In the mathematical field of knot theory, a 2-bridge knot is a knot which can be regular isotoped so that the natural height function given by the z-coordinate has only two maxima and two minima as critical points. Equivalently, these are the knots with bridge number 2, the smallest possible bridge number for a nontrivial knot. Every nontrivial knot with up to seven crossings is a 2-bridge knot. The simplest knots with a bridge number of 3 have eight crossings. Of the 1,701,936 knots with up to sixteen crossings, 5,546 are 2-bridge knots.

Other names for 2-bridge knots are rational knots, 4-plats, and . 2-bridge links are defined similarly as above, but each component will have one min and max. 2-bridge knots were classified by Horst Schubert, using the fact that the 2-sheeted branched cover of the 3-sphere over the knot is a lens space.

==Schubert normal form==
The names rational knot and rational link were coined by John Conway who defined them as arising from numerator closures of rational tangles.
This definition can be used to give a bijection between the set of 2-bridge links and the set of rational numbers; the rational number associated to a given link is called
the Schubert normal form of the link (as this invariant was first defined by Schubert), and is precisely the fraction associated to the rational tangle whose numerator closure gives the link.

- - -

■ **INSTRUCTIONS**:
**1.** Condense the paragraph of the 2-bridge knot text that begins "In the mathematical field of knot theory" into a shorter version, keeping its main facts.
**2.** From the 2-bridge knot text, reproduce everything from "Other names for" down to "of rational tangles." without changing a word.

■ **GIVEN RECORDS**:
- - -

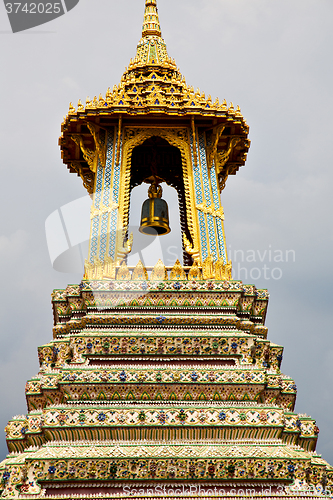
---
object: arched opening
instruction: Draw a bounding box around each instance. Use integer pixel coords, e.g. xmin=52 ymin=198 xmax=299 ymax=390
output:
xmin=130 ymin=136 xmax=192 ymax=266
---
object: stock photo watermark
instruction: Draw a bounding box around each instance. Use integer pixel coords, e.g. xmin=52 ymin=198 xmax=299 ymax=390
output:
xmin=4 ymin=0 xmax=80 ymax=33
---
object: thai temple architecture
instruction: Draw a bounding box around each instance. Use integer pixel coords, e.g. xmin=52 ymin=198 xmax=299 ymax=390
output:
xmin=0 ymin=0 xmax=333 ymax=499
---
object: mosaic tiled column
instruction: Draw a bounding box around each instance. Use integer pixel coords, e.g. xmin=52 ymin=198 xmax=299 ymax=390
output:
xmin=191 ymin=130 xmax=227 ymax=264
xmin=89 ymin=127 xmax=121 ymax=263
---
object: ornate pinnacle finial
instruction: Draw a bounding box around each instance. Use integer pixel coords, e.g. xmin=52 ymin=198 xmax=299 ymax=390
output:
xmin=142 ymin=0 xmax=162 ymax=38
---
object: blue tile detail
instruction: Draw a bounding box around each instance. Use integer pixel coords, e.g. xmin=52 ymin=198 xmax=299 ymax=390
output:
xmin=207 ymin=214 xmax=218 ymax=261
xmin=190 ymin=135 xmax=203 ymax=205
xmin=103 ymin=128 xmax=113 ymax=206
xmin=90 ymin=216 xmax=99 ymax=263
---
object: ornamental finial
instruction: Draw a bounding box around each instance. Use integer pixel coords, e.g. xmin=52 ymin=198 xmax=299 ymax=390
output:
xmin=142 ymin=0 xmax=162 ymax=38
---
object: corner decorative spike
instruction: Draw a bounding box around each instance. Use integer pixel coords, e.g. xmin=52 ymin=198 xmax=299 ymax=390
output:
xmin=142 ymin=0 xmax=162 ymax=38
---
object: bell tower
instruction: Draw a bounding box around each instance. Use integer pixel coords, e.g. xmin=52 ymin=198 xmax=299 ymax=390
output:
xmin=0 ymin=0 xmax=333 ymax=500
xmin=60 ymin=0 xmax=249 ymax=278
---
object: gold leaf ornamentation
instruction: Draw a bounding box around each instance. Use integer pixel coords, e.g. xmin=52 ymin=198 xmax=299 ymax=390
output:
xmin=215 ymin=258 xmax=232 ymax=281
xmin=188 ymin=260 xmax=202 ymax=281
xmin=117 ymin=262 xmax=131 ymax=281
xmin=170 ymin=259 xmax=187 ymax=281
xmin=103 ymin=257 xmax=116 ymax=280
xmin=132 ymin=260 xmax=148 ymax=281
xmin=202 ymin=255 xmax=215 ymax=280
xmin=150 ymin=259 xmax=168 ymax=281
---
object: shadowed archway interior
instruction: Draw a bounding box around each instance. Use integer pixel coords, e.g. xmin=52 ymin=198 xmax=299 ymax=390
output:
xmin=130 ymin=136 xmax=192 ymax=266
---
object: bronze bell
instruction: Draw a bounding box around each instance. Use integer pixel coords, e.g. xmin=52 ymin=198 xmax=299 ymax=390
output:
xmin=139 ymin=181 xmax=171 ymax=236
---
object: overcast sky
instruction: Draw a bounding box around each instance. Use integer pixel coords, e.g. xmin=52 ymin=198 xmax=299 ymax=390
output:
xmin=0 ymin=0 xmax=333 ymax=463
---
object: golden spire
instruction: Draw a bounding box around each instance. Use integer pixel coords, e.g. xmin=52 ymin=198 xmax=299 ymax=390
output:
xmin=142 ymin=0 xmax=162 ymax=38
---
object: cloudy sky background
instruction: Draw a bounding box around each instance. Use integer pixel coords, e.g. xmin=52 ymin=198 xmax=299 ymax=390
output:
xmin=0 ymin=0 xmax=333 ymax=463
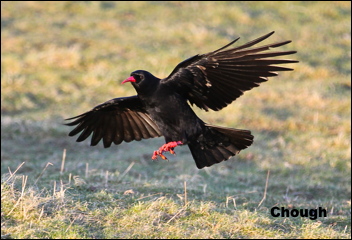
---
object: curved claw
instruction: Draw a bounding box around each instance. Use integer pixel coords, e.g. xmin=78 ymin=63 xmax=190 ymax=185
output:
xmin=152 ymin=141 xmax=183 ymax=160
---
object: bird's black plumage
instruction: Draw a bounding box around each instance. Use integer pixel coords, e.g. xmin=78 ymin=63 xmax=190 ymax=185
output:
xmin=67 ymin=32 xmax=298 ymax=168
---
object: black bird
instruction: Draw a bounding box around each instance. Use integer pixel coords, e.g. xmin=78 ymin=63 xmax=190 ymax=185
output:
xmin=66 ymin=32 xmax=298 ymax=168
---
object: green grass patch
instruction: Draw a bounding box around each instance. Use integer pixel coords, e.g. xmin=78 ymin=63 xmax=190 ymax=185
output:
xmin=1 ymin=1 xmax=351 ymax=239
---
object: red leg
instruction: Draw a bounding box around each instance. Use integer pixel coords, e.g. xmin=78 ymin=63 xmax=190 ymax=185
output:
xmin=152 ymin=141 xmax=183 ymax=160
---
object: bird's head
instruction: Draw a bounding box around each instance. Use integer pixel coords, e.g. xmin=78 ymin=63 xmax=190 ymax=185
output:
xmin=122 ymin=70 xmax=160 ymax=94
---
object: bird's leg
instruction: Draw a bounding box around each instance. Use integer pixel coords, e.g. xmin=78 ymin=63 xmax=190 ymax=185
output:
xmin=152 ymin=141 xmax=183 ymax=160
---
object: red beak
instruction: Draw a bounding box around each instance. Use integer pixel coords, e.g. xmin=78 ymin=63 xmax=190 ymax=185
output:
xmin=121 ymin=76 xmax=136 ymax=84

- - -

■ **ANSWERS BY ITEM**:
**1.** A 2-bridge knot can be regular isotoped so that its z-coordinate height function has only two maxima and two minima as critical points. Equivalently, it has bridge number 2, the smallest possible for a nontrivial knot. All nontrivial knots with up to seven crossings are 2-bridge knots, and the simplest knots with bridge number 3 have eight crossings. Of the 1,701,936 knots with up to sixteen crossings, 5,546 are 2-bridge knots.

**2.**
Other names for 2-bridge knots are rational knots, 4-plats, and . 2-bridge links are defined similarly as above, but each component will have one min and max. 2-bridge knots were classified by Horst Schubert, using the fact that the 2-sheeted branched cover of the 3-sphere over the knot is a lens space.

==Schubert normal form==
The names rational knot and rational link were coined by John Conway who defined them as arising from numerator closures of rational tangles.